■ **GOAL**: Copy out exactly the lines from the one containing "Class: sky. Annotate" to the last line of the records below, both included, and leave out any pictures.

+++ SUPPLIED MATERIAL

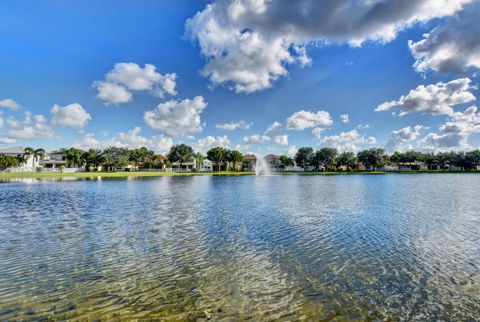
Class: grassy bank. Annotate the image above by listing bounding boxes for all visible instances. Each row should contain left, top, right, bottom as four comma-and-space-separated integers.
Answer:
0, 171, 480, 179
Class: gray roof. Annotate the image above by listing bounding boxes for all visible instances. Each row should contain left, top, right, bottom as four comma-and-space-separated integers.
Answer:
0, 146, 25, 154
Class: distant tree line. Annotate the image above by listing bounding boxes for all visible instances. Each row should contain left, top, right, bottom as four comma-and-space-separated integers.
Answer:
0, 144, 480, 171
290, 147, 480, 171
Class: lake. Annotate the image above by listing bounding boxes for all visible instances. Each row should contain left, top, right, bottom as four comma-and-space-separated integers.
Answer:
0, 174, 480, 321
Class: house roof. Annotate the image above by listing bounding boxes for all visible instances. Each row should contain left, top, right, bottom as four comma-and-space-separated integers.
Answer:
0, 146, 25, 154
264, 154, 279, 160
42, 160, 67, 164
243, 154, 257, 160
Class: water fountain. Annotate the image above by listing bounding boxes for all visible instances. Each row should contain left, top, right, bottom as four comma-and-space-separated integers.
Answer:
255, 155, 272, 176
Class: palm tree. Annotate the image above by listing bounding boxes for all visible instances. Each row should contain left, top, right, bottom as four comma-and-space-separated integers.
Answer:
33, 148, 45, 164
22, 147, 35, 166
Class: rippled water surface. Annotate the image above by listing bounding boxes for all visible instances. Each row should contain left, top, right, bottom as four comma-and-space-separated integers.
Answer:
0, 174, 480, 321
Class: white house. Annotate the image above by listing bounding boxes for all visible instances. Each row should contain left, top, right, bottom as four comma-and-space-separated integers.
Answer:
40, 150, 67, 169
0, 146, 40, 169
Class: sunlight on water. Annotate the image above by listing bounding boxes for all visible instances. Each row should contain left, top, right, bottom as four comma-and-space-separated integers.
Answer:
0, 174, 480, 321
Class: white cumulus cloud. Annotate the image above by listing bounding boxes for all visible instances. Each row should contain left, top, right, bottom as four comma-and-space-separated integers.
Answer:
94, 63, 177, 104
0, 98, 21, 111
215, 121, 253, 131
186, 0, 473, 93
287, 110, 333, 131
386, 125, 425, 151
6, 111, 54, 140
143, 96, 207, 136
193, 135, 231, 153
409, 5, 480, 73
321, 130, 377, 152
375, 78, 476, 116
419, 106, 480, 150
273, 134, 288, 145
243, 134, 270, 144
50, 103, 92, 129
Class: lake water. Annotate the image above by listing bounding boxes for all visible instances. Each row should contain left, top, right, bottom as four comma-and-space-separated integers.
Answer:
0, 174, 480, 321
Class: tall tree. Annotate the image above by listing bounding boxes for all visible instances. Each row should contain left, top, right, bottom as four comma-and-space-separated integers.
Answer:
82, 149, 104, 171
278, 155, 293, 168
65, 148, 83, 167
33, 148, 45, 163
102, 147, 129, 170
313, 148, 338, 170
295, 147, 313, 171
207, 146, 226, 171
167, 143, 195, 169
22, 147, 35, 166
195, 152, 205, 167
0, 155, 20, 169
228, 150, 243, 171
357, 148, 386, 169
336, 152, 358, 171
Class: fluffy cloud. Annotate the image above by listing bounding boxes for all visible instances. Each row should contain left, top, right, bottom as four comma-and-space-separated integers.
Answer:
186, 0, 473, 93
273, 134, 288, 145
215, 121, 253, 131
386, 125, 425, 151
193, 135, 231, 153
95, 82, 133, 104
375, 78, 475, 116
143, 96, 207, 136
73, 127, 173, 154
0, 137, 16, 145
50, 103, 92, 129
94, 63, 177, 104
322, 130, 377, 152
287, 110, 333, 131
409, 5, 480, 73
243, 134, 270, 144
0, 98, 21, 111
312, 127, 325, 139
419, 106, 480, 150
7, 112, 54, 140
285, 145, 298, 157
265, 121, 283, 134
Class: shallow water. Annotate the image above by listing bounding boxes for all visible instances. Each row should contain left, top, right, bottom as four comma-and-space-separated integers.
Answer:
0, 174, 480, 321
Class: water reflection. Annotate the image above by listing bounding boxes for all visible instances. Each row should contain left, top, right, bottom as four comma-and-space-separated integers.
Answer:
0, 174, 480, 320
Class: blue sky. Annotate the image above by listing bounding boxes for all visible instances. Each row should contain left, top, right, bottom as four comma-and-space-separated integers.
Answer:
0, 0, 480, 154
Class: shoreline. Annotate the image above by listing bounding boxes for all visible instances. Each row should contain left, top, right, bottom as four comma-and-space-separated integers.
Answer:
0, 170, 480, 179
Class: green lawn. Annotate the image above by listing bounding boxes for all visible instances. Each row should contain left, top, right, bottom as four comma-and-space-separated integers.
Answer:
0, 171, 480, 179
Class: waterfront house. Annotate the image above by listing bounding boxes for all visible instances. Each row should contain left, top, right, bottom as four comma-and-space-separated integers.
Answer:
0, 146, 40, 169
40, 150, 67, 171
263, 154, 283, 171
172, 160, 197, 172
242, 154, 257, 171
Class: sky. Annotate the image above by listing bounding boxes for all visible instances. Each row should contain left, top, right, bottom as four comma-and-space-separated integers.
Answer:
0, 0, 480, 155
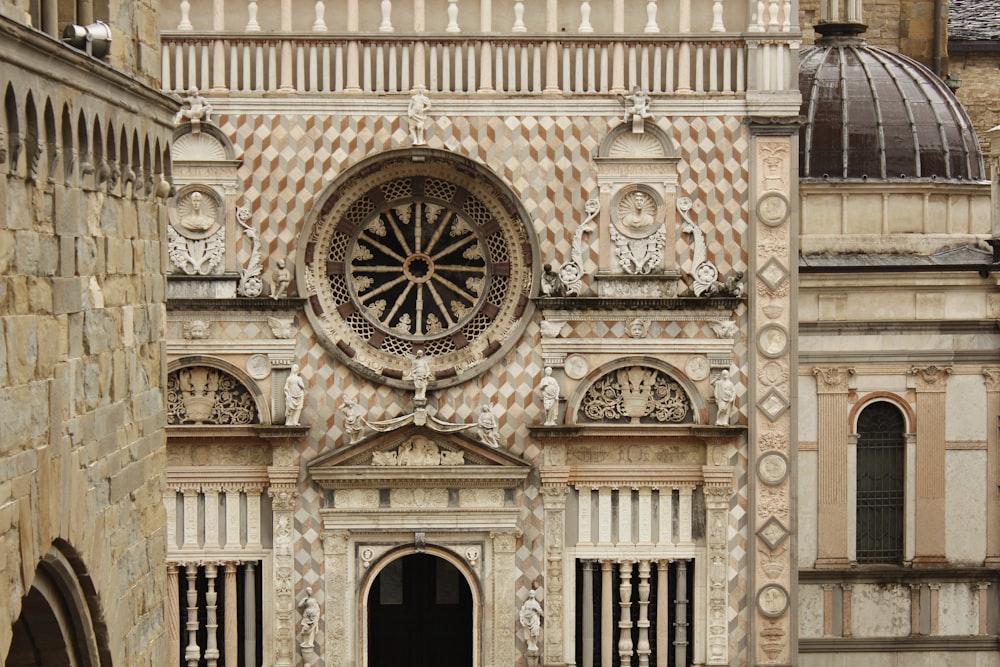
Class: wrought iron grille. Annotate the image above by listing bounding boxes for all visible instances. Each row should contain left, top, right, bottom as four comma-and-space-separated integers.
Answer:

++++++

■ **EXERCISE RESPONSE**:
Class: sky. Annotate the image above by listing bounding boxes for all visible instances. Each row should contain left, top, right, bottom as four comma-and-space-separated integers.
Answer:
0, 0, 480, 155
Class: wrought iron grille. Annotate the image above by listing bounding boxes for all visible instances. Each row should contain left, top, right, bottom as four comma-and-space-separated integers.
Answer:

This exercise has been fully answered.